◆ **TASK STATEMENT**: Reproduce the records below exactly as they appear.

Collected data

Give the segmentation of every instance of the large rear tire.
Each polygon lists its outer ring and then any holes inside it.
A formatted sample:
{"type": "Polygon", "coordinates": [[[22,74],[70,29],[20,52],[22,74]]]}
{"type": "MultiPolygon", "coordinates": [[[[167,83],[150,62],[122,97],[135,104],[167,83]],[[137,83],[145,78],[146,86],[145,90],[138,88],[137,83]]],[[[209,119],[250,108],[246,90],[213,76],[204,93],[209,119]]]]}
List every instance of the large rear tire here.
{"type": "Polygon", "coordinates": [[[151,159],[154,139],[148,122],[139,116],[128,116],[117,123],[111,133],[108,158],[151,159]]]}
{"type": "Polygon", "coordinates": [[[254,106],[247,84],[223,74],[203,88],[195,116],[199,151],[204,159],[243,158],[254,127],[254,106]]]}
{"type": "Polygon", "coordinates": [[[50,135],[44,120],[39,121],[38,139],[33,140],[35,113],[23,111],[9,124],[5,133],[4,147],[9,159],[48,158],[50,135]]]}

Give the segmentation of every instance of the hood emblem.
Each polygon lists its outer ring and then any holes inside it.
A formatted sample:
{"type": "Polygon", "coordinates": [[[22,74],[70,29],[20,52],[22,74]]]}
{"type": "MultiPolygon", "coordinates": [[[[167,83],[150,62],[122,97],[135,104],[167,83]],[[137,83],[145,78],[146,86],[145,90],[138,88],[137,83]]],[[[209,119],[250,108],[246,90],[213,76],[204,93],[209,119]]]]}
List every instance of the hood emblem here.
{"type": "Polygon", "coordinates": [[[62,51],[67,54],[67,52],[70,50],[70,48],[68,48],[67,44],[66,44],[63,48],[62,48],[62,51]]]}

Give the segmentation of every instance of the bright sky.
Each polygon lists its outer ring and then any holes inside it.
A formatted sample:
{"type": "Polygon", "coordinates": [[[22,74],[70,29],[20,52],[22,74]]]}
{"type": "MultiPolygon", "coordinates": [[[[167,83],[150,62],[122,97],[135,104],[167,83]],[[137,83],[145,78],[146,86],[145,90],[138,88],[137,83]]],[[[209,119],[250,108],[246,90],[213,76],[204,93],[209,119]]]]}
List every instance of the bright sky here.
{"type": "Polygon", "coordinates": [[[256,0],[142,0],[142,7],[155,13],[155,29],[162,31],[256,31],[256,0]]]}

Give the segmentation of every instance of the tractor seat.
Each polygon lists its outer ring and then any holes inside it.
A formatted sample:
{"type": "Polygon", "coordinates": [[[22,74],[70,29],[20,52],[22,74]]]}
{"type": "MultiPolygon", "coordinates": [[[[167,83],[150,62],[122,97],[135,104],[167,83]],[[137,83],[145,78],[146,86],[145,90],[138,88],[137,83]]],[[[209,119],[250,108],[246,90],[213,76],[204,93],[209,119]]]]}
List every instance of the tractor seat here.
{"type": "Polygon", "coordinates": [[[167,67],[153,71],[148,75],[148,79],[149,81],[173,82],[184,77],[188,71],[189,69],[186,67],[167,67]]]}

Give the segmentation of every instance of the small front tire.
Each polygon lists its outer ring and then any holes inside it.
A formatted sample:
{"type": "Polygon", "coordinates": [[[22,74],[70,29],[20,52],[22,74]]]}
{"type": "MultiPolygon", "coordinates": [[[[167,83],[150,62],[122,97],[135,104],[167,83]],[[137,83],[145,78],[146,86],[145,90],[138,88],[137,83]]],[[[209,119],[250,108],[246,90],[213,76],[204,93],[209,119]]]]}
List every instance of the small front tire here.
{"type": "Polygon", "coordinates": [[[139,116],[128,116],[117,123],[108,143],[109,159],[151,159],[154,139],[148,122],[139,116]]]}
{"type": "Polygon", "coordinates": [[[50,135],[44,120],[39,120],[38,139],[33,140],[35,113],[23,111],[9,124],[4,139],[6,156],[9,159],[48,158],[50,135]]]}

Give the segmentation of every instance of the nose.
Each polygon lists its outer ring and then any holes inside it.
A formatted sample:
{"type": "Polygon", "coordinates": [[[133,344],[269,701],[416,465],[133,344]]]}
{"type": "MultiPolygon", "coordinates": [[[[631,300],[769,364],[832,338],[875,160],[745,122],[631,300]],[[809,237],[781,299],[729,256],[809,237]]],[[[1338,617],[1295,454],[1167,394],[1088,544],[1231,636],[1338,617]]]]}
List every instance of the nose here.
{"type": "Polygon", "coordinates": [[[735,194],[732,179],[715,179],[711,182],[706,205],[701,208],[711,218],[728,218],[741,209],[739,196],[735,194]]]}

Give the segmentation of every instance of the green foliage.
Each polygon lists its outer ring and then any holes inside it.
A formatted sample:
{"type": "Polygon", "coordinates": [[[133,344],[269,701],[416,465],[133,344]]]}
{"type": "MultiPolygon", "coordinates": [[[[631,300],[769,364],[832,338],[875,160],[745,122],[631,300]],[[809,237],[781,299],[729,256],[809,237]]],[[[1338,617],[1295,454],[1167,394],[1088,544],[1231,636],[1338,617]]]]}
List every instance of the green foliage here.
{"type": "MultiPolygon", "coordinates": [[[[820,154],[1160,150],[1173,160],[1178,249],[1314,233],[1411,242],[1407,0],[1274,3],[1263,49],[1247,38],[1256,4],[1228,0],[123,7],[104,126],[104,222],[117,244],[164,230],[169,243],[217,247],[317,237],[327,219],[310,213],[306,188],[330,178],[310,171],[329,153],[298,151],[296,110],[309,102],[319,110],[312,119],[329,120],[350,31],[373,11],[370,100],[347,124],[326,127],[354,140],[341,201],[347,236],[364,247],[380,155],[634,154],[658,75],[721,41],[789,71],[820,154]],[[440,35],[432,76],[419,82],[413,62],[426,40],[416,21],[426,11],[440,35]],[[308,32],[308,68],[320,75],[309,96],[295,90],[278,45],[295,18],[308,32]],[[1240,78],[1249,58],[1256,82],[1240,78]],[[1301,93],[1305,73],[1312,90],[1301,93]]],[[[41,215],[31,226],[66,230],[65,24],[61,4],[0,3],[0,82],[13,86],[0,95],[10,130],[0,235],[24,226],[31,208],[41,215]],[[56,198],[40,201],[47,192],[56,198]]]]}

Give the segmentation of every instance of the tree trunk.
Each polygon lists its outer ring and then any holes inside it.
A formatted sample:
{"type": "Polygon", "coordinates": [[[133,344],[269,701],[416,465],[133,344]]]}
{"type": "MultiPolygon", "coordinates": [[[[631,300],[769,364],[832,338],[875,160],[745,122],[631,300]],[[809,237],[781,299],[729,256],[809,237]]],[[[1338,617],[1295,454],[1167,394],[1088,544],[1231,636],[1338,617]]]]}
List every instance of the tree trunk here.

◆ **ANSWER BELOW**:
Give the segmentation of every instance of the large rear tire.
Each polygon lists its outer ring and then any holes inside it.
A formatted sample:
{"type": "Polygon", "coordinates": [[[22,74],[70,29],[20,52],[22,74]]]}
{"type": "MultiPolygon", "coordinates": [[[[167,83],[150,62],[122,97],[135,104],[167,83]],[[137,83],[145,78],[146,86],[145,90],[138,88],[137,83]]],[[[209,119],[250,108],[246,90],[213,76],[204,93],[209,119]]]]}
List every instance of the large rear tire here.
{"type": "Polygon", "coordinates": [[[151,159],[154,139],[148,122],[139,116],[128,116],[117,123],[111,133],[108,158],[151,159]]]}
{"type": "Polygon", "coordinates": [[[254,106],[247,84],[223,74],[203,88],[195,116],[199,151],[204,159],[243,158],[254,127],[254,106]]]}
{"type": "Polygon", "coordinates": [[[50,135],[44,120],[39,121],[38,139],[33,140],[35,113],[23,111],[9,124],[5,133],[4,147],[9,159],[48,158],[50,135]]]}

Give the segmentation of every instance of the hood emblem.
Each polygon lists its outer ring and then any holes inside it.
A formatted sample:
{"type": "Polygon", "coordinates": [[[22,74],[70,29],[20,52],[22,74]]]}
{"type": "MultiPolygon", "coordinates": [[[[167,83],[150,62],[122,97],[135,104],[167,83]],[[137,83],[145,78],[146,86],[145,90],[138,88],[137,83]]],[[[209,119],[250,108],[246,90],[213,76],[204,93],[209,119]]]]}
List every instance of the hood emblem here.
{"type": "Polygon", "coordinates": [[[62,51],[67,54],[67,52],[70,50],[70,48],[68,48],[67,44],[66,44],[63,48],[62,48],[62,51]]]}

Give the segmentation of every instance of the bright sky.
Each polygon lists its outer ring and then any holes inside it.
A formatted sample:
{"type": "Polygon", "coordinates": [[[22,74],[70,29],[20,52],[22,74]]]}
{"type": "MultiPolygon", "coordinates": [[[[167,83],[150,62],[122,97],[135,104],[167,83]],[[137,83],[145,78],[146,86],[145,90],[138,88],[137,83]]],[[[209,119],[250,108],[246,90],[213,76],[204,93],[209,119]]]]}
List every instance of the bright sky here.
{"type": "Polygon", "coordinates": [[[256,0],[142,0],[142,7],[155,13],[155,29],[162,31],[256,31],[256,0]]]}

Give the segmentation of every instance of the tractor seat.
Each polygon lists its outer ring and then any holes inside it.
A formatted sample:
{"type": "Polygon", "coordinates": [[[22,74],[70,29],[20,52],[22,74]]]}
{"type": "MultiPolygon", "coordinates": [[[[167,83],[150,62],[122,97],[135,104],[167,83]],[[137,83],[145,78],[146,86],[145,90],[138,88],[137,83]]],[[[209,119],[250,108],[246,90],[213,76],[204,93],[209,119]]]]}
List every instance of the tractor seat here.
{"type": "Polygon", "coordinates": [[[167,67],[153,71],[148,75],[148,79],[149,81],[173,82],[184,77],[188,71],[189,69],[186,67],[167,67]]]}

Give the segmentation of every instance of the small front tire.
Each polygon lists its outer ring and then any holes inside it.
A formatted sample:
{"type": "Polygon", "coordinates": [[[22,74],[70,29],[20,52],[22,74]]]}
{"type": "MultiPolygon", "coordinates": [[[[167,83],[150,62],[122,97],[135,104],[167,83]],[[137,83],[145,78],[146,86],[145,90],[138,88],[137,83]]],[[[209,119],[250,108],[246,90],[213,76],[204,93],[209,119]]]]}
List every instance of the small front tire here.
{"type": "Polygon", "coordinates": [[[139,116],[128,116],[117,123],[108,143],[109,159],[151,159],[154,139],[148,122],[139,116]]]}
{"type": "Polygon", "coordinates": [[[50,135],[44,120],[39,120],[38,139],[33,140],[35,113],[23,111],[9,124],[4,139],[6,156],[9,159],[48,158],[50,135]]]}

Give the segmentation of every instance of the nose.
Each polygon lists its outer ring and then any holes inside it.
A formatted sample:
{"type": "Polygon", "coordinates": [[[133,344],[269,701],[416,465],[133,344]]]}
{"type": "MultiPolygon", "coordinates": [[[[631,300],[769,364],[832,338],[875,160],[745,122],[631,300]],[[809,237],[781,299],[729,256],[809,237]]],[[[1338,617],[1295,454],[1167,394],[1088,544],[1231,636],[1338,617]]]]}
List every instance of the nose here.
{"type": "Polygon", "coordinates": [[[735,194],[732,179],[715,179],[711,182],[706,205],[701,208],[711,218],[728,218],[741,209],[739,196],[735,194]]]}

Give the segmentation of every instance of the green foliage.
Each polygon lists its outer ring and then any holes inside it.
A formatted sample:
{"type": "Polygon", "coordinates": [[[133,344],[269,701],[416,465],[133,344]]]}
{"type": "MultiPolygon", "coordinates": [[[[631,300],[769,364],[832,338],[875,160],[745,122],[631,300]],[[809,237],[781,299],[729,256],[809,237]]],[[[1338,617],[1295,454],[1167,394],[1088,544],[1231,636],[1338,617]]]]}
List every instance of the green foliage here.
{"type": "MultiPolygon", "coordinates": [[[[820,154],[1160,150],[1173,160],[1178,249],[1314,233],[1411,242],[1407,0],[1274,3],[1263,49],[1247,38],[1256,4],[1228,0],[123,7],[104,126],[104,222],[117,244],[164,230],[169,243],[217,247],[317,237],[327,219],[310,213],[306,188],[330,178],[310,171],[329,153],[298,151],[296,110],[309,102],[319,110],[312,119],[329,120],[350,31],[373,11],[370,100],[347,124],[326,127],[354,140],[341,201],[347,236],[364,247],[380,155],[634,154],[658,75],[721,41],[789,71],[820,154]],[[440,35],[432,76],[419,82],[413,62],[426,40],[416,21],[426,11],[440,35]],[[308,32],[308,68],[320,75],[309,96],[295,90],[278,45],[295,18],[308,32]],[[1240,78],[1249,58],[1256,82],[1240,78]],[[1301,93],[1305,73],[1312,90],[1301,93]]],[[[41,215],[31,226],[66,230],[65,24],[61,4],[0,3],[0,82],[13,86],[0,95],[10,130],[0,235],[24,226],[31,208],[41,215]],[[56,198],[40,201],[47,192],[56,198]]]]}

Give the segmentation of every instance of the tree trunk.
Each polygon lists its outer ring and then any holes inside it.
A formatted sample:
{"type": "Polygon", "coordinates": [[[133,344],[269,701],[416,465],[133,344]]]}
{"type": "MultiPolygon", "coordinates": [[[[631,300],[769,364],[832,338],[875,160],[745,122],[631,300]],[[809,237],[781,299],[729,256],[809,237]]],[[[1338,617],[1295,454],[1167,394],[1088,544],[1231,636],[1338,617]]]]}
List every instance of the tree trunk here.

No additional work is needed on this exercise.